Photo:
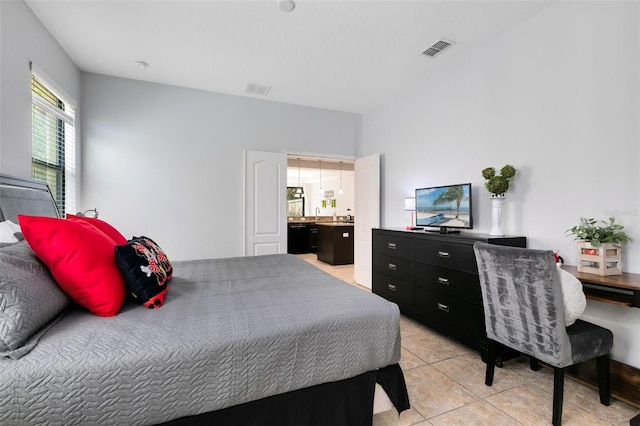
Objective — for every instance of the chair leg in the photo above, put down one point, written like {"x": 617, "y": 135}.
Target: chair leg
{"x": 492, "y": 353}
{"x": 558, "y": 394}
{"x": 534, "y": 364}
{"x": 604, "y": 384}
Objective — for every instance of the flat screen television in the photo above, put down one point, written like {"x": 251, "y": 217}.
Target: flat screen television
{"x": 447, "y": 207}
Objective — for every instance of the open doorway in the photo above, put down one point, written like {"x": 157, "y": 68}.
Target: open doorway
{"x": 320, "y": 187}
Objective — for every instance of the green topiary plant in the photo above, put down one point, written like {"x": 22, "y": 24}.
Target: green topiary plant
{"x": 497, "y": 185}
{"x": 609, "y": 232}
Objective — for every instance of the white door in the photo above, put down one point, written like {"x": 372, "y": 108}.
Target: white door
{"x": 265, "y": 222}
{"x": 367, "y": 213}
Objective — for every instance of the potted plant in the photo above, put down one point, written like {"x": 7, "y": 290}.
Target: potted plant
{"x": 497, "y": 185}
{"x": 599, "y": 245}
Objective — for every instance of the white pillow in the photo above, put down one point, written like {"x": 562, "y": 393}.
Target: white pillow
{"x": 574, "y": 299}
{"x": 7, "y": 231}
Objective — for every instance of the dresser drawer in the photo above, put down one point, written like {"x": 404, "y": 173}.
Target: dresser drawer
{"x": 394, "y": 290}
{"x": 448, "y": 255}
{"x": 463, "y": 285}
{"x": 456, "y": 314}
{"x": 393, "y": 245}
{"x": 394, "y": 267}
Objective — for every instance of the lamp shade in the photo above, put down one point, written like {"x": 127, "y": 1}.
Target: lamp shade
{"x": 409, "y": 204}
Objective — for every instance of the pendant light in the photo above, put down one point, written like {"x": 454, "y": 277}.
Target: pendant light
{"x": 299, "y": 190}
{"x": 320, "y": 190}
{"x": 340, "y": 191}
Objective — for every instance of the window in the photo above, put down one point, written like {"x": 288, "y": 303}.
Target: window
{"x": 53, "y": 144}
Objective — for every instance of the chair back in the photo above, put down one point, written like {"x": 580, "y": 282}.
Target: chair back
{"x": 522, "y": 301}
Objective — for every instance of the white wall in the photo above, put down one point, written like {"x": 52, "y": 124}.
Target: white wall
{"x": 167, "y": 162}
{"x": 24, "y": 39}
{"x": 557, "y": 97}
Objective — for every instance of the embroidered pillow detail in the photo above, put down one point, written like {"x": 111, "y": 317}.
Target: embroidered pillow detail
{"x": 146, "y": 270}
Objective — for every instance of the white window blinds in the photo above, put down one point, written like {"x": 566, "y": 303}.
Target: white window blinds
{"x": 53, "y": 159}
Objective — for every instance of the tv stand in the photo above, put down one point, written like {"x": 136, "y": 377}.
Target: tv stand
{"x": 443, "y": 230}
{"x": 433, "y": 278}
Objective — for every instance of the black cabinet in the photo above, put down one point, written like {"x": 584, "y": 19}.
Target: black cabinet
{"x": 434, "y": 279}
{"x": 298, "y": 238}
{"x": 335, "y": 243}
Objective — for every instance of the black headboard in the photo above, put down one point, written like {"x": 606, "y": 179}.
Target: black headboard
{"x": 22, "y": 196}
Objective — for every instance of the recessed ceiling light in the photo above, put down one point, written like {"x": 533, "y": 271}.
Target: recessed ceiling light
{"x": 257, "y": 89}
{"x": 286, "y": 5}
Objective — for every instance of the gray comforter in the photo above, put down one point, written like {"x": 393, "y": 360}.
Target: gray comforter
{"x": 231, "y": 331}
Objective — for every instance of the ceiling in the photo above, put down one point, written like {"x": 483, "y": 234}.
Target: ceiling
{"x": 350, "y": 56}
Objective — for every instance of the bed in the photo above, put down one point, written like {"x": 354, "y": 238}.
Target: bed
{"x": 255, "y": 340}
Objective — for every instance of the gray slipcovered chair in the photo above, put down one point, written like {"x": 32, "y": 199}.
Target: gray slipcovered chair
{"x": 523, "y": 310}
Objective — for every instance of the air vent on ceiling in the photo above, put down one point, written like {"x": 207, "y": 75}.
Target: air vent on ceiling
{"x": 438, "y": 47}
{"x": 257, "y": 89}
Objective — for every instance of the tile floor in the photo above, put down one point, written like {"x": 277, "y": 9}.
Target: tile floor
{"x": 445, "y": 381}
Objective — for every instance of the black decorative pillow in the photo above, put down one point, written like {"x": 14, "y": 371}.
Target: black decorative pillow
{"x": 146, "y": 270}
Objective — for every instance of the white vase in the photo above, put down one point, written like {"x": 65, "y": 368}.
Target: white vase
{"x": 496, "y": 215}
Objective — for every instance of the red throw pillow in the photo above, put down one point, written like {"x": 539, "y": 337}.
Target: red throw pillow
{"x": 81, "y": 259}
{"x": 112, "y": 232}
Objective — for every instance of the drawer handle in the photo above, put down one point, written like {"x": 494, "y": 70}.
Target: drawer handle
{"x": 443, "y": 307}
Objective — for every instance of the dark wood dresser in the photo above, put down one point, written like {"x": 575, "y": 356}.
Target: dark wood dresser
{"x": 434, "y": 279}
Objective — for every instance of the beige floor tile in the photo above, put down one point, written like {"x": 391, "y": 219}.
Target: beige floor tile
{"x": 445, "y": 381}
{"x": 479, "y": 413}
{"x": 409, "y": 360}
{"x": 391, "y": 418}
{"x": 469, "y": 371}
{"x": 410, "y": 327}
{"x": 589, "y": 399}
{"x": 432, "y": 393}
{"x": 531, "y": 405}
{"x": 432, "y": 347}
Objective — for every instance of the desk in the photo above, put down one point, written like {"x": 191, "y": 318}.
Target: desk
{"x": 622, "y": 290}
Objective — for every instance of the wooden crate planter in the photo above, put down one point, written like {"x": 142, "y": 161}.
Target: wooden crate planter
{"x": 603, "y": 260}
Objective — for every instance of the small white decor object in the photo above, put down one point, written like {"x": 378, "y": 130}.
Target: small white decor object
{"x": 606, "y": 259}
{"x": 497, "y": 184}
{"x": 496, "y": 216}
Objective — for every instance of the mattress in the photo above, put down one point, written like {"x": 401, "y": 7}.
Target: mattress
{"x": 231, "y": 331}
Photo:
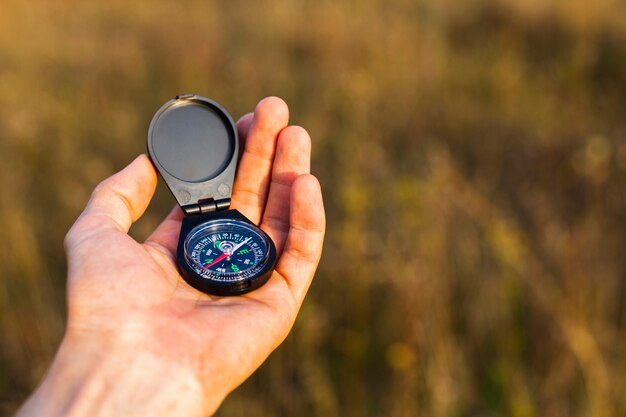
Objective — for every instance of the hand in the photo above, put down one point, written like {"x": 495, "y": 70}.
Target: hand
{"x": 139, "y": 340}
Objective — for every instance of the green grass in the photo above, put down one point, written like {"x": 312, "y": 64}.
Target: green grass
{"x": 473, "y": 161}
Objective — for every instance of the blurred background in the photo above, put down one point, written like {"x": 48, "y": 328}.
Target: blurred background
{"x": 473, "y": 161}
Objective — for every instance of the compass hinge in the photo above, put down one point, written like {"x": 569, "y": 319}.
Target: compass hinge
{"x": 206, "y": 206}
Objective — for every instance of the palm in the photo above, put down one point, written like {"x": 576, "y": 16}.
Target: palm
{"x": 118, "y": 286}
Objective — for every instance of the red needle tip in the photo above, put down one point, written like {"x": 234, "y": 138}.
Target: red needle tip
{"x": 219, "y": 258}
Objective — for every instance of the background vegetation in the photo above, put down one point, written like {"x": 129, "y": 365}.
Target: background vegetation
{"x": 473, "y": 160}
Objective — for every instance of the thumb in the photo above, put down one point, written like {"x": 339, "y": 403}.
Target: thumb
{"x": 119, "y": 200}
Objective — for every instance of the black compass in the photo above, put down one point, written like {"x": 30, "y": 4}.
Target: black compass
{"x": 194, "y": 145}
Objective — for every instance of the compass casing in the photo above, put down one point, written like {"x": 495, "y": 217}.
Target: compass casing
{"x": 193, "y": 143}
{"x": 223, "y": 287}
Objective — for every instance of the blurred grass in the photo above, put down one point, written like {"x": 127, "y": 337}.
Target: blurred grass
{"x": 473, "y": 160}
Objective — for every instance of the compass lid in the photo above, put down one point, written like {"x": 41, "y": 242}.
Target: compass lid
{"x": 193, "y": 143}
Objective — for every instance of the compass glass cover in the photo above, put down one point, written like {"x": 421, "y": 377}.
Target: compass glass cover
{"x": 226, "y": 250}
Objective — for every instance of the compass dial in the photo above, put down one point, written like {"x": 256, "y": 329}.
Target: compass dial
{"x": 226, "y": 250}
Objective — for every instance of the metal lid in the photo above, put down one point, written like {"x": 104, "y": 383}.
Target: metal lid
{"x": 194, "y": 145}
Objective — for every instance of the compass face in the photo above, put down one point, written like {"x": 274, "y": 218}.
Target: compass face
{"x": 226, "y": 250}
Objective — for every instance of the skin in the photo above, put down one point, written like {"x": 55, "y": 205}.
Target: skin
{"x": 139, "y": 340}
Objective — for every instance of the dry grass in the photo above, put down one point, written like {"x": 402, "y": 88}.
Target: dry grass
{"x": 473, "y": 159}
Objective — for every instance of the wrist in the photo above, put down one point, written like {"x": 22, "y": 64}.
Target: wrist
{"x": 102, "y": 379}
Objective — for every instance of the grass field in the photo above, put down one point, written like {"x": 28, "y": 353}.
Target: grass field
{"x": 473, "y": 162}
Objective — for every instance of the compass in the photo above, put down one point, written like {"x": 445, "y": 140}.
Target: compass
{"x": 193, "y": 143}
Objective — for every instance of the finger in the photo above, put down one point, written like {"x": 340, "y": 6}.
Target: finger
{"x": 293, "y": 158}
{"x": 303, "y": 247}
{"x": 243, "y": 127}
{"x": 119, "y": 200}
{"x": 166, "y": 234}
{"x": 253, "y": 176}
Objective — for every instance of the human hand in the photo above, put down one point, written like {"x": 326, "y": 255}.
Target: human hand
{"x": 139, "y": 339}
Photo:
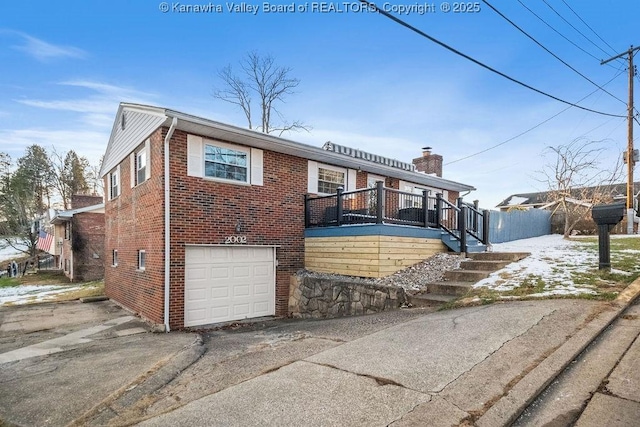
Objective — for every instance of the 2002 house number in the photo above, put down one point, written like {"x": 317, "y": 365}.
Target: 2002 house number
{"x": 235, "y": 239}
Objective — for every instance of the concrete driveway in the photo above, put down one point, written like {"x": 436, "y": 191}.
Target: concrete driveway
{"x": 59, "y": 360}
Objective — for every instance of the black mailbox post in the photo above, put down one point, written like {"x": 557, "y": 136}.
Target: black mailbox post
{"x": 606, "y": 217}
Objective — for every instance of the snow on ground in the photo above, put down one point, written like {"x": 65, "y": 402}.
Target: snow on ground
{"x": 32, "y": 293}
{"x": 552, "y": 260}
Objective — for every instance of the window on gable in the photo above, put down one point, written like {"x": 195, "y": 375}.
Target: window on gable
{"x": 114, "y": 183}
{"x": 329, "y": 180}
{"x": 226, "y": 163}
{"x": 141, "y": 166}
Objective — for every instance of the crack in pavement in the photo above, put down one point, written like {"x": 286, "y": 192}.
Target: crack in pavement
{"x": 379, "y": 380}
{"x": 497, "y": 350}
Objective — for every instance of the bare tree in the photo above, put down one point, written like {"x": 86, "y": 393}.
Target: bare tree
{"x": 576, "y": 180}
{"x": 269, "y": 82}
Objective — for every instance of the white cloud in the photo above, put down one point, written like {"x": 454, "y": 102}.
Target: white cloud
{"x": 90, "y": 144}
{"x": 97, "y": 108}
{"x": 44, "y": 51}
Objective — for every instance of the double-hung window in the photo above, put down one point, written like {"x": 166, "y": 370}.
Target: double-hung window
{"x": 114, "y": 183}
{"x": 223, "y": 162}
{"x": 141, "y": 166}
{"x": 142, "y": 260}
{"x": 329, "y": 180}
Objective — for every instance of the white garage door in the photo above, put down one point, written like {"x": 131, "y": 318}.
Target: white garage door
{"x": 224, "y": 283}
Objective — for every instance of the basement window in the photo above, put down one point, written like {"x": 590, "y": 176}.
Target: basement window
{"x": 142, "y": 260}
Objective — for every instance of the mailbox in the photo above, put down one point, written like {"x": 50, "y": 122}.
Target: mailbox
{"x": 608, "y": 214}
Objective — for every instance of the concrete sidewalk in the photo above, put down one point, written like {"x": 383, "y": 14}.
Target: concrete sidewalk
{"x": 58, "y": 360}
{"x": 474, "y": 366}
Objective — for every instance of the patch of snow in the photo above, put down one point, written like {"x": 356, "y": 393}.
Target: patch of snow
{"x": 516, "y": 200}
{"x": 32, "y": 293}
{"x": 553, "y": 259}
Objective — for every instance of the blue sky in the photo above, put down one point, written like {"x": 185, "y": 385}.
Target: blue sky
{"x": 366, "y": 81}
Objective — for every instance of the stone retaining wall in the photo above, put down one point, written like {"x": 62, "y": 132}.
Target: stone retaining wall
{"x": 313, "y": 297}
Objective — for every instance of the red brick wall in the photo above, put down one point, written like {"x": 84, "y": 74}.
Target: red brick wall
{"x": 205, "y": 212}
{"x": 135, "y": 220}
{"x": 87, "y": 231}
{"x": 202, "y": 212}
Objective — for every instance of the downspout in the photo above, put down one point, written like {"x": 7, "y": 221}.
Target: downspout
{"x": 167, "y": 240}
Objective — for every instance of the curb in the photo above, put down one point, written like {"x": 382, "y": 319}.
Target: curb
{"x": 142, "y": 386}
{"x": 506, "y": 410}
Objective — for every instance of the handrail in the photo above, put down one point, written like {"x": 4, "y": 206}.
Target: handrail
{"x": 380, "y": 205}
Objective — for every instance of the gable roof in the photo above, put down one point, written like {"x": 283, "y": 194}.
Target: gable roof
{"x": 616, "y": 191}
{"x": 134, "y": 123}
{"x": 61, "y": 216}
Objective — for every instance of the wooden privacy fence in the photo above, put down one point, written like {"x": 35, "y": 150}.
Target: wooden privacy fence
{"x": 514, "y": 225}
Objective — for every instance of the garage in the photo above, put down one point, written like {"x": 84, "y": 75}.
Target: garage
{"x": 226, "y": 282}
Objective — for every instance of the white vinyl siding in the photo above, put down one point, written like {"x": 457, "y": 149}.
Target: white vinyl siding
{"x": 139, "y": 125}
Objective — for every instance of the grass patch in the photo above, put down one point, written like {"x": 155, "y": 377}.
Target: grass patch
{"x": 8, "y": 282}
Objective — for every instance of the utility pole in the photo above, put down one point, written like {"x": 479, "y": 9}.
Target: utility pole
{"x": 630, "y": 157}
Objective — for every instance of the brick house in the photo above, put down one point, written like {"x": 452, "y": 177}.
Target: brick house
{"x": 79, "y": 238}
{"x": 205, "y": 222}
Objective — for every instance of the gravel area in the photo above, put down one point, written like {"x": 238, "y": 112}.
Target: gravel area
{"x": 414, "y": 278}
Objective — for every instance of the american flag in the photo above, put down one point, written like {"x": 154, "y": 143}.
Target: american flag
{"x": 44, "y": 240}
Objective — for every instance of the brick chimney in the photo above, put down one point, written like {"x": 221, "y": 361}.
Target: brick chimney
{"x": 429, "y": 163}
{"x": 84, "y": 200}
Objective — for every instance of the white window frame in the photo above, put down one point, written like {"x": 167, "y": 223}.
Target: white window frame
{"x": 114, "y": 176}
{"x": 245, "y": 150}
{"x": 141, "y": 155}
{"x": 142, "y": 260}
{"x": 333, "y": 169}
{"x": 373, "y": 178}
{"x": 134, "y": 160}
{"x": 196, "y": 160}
········
**Task to carry out:**
From the line containing "Objective — for every instance of the dresser" down to the line containing "Objective — for every instance of the window in" in the material above, reproduce every line exactly, including the two end lines.

**Task solution:**
Objective — for every instance of the dresser drawer in the photo above, put down one point, written like {"x": 404, "y": 173}.
Target: dresser drawer
{"x": 394, "y": 290}
{"x": 448, "y": 255}
{"x": 463, "y": 285}
{"x": 456, "y": 314}
{"x": 393, "y": 245}
{"x": 394, "y": 267}
Objective — for every instance of the lamp shade in the photo above, put down one point, written like {"x": 127, "y": 1}.
Target: lamp shade
{"x": 409, "y": 204}
Objective — for every instance of the pendant light in the photo above, put down one point, written like {"x": 454, "y": 277}.
Target: pendant light
{"x": 299, "y": 190}
{"x": 320, "y": 190}
{"x": 340, "y": 191}
Objective — for every instance of the window in the photo above, put down one point, written like {"x": 288, "y": 303}.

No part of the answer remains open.